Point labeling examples
========================
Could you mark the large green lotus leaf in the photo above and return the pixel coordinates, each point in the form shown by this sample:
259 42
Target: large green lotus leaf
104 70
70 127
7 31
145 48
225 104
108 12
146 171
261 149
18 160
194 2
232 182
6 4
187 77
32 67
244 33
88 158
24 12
========================
Exercise prompt -
Please copy every one of the entries above, reproducing each line character for character.

Task response -
Could you mark the large green lotus leaf in the photo above and return the pixel coordinates, each point in the form shown by this sample:
259 42
Target: large green lotus leaf
104 70
70 127
7 31
145 48
225 104
108 12
146 171
261 149
18 160
194 2
232 182
6 4
187 77
32 67
244 33
88 158
24 12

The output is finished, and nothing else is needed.